STATED EXERCISE ->
Write out the part of the tractor forum thread between "## Branchminnow (Nov" and "your money back.", inclusive, word for word.

# Best tractor out there???



## GrunterHunter (Nov 29, 2006)

Going out with my father and look at tractors.  Everyone around here is John Deere  crazy..However I kind like the 770 or 990 (same tractor just different hp and a cylinder).  Been wanting a kubota M series or a 30/30.  What do you think???  Used for light harrowing, and mowing.  In other words making food plots.


----------



## creekrunner (Nov 29, 2006)

Have had a TC29 New Holland for 7 years that I use to bushhog and put plots in with, so far been a good one


----------



## DCarter001 (Nov 29, 2006)

I too love John Dreere tractors, but I would say bang to buck ratio, go with the Kubota.  A friend of mine owns Fords, JD's, and one Kubota.  He's had nothing but good things to say about the Kubota and plans to upgrade to another one soon.


----------



## Nicodemus (Nov 29, 2006)

I see a Kubota in my future. I`m fast gettin` tired of walkin` behind a tiller.


----------



## contender* (Nov 29, 2006)

Big orange Kubota!


----------



## WishboneW (Nov 29, 2006)

I bought a 135 Massey Ferguson Diesel from Mr Holt earlier this year.  Best operating motor on anything motorized I have ever owned.

It is a 68 model.

Mr Holt bought it used many years ago.

Highly recommended.


----------



## lake hartwell (Nov 29, 2006)

I have owned 3 Kubota's over the years and have a L2900 now. great tractors bullet proof.


----------



## GAGE (Nov 30, 2006)

I have had no problems out of my NH TC 40.


----------



## Branchminnow (Nov 30, 2006)

GrunterHunter said:


> Going out with my father and look at tractors.  Everyone around here is John Deere  crazy.. .



Aint nuthin in my barn but green and yellow too...............


Cant go wrong with a JD, if you ever sell it you can always get most of your money back.


----------



## Eroc33 (Nov 30, 2006)

first-kubota

second- New Holland

Last- New model Agco/ Massey Fergson

We had a agco that was junk nothing on it was tough agco owns massey fergson so i assume there new ones are the same. wehave an old massey fergeson 135 that hasbeen great


----------



## Calcium (Dec 1, 2006)

*Always heard....*

If you want to look good sitting on a tractor, buy a John Deere.  If you want to get some work done, buy a Massey Ferguson.

My dad has a Kubota 6800 and it's a very good tractor.  I've had a Massey for 20+ years and am very happy with it.  My recommendation is a Massey or a Kubota.


----------



## GrunterHunter (Dec 1, 2006)

Stored items ->
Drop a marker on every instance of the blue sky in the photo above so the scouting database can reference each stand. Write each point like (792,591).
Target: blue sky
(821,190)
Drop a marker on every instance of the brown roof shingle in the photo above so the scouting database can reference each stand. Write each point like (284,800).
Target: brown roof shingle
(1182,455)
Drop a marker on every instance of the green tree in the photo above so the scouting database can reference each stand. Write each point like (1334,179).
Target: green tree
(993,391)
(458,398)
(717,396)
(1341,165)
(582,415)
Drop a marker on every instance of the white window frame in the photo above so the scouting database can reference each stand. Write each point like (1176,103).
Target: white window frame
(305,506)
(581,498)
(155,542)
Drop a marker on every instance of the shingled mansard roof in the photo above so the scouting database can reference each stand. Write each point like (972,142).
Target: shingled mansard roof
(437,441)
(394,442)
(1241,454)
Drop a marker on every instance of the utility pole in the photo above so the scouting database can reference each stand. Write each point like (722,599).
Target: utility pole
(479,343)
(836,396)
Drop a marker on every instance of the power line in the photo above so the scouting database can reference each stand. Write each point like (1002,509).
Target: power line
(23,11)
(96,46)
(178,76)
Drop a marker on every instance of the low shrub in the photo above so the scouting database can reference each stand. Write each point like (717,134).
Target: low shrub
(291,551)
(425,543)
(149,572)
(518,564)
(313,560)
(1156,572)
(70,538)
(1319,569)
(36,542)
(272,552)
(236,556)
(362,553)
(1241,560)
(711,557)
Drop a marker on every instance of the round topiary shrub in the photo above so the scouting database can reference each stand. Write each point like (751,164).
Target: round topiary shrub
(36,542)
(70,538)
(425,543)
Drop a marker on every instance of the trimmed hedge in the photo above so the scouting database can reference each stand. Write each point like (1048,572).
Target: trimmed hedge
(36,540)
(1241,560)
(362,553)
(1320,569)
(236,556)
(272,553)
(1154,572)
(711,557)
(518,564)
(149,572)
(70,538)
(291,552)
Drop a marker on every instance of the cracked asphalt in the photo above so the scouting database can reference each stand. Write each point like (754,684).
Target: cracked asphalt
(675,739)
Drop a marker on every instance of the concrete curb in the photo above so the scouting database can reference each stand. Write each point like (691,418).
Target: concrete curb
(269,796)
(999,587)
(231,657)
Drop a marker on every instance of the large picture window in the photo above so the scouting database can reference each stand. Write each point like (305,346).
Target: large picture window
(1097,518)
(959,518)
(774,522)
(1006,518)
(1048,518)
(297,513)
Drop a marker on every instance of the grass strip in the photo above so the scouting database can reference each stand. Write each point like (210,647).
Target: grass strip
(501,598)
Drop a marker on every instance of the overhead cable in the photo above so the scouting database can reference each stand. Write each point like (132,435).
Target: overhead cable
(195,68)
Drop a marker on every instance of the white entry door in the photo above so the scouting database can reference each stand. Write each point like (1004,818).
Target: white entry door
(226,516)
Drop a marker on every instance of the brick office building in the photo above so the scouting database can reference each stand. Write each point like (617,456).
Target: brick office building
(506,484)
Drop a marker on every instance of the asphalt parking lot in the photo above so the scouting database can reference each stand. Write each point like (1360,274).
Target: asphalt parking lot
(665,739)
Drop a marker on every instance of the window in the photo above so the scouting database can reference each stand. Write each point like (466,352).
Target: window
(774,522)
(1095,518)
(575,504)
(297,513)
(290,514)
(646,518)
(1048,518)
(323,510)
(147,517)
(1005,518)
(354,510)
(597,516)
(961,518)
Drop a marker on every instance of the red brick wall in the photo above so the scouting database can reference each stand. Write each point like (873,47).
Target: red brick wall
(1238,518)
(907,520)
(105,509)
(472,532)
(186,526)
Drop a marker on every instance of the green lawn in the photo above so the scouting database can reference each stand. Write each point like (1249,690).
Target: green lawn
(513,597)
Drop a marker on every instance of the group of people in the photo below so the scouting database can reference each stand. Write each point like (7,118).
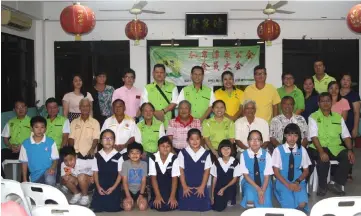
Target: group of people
(129,143)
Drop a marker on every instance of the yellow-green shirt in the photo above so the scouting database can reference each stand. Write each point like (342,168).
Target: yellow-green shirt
(232,100)
(218,131)
(321,86)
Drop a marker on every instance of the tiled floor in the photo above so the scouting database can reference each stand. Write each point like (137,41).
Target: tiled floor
(352,189)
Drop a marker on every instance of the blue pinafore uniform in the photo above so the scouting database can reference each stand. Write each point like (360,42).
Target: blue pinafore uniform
(249,193)
(223,178)
(107,174)
(193,172)
(287,198)
(164,184)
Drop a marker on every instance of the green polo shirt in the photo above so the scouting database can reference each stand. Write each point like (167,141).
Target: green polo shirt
(200,99)
(321,86)
(297,96)
(20,130)
(150,135)
(54,129)
(158,100)
(329,131)
(218,131)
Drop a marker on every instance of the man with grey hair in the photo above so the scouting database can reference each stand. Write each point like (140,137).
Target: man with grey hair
(248,123)
(179,127)
(84,131)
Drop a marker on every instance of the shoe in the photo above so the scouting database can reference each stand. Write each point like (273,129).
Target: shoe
(321,191)
(84,201)
(336,189)
(75,199)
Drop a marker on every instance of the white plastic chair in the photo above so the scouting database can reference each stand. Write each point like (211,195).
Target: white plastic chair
(272,211)
(40,193)
(337,206)
(11,190)
(56,210)
(15,164)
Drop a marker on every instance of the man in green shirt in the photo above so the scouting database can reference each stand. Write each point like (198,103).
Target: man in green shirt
(321,78)
(15,132)
(201,97)
(326,129)
(58,127)
(162,94)
(290,89)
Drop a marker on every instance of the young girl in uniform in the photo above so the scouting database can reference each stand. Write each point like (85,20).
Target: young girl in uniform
(195,163)
(290,186)
(107,165)
(256,168)
(164,172)
(225,172)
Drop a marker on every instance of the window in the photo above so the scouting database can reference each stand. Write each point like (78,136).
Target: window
(338,55)
(87,58)
(17,71)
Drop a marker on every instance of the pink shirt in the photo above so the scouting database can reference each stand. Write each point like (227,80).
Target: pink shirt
(131,98)
(340,106)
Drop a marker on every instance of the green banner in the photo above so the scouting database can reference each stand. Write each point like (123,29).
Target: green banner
(180,60)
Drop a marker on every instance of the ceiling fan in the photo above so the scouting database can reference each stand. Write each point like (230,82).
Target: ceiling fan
(270,9)
(136,9)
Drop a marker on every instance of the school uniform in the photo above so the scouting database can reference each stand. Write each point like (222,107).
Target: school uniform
(164,173)
(108,167)
(225,172)
(290,170)
(256,170)
(194,164)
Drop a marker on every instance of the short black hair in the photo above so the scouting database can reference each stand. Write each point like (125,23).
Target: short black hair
(293,128)
(67,150)
(227,73)
(259,67)
(165,139)
(159,65)
(50,100)
(128,70)
(135,145)
(197,68)
(37,119)
(287,97)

RESPONSE FOR THIS EXERCISE ->
## Branchminnow (Nov 30, 2006)

GrunterHunter said:


> Going out with my father and look at tractors.  Everyone around here is John Deere  crazy.. .



Aint nuthin in my barn but green and yellow too...............


Cant go wrong with a JD, if you ever sell it you can always get most of your money back.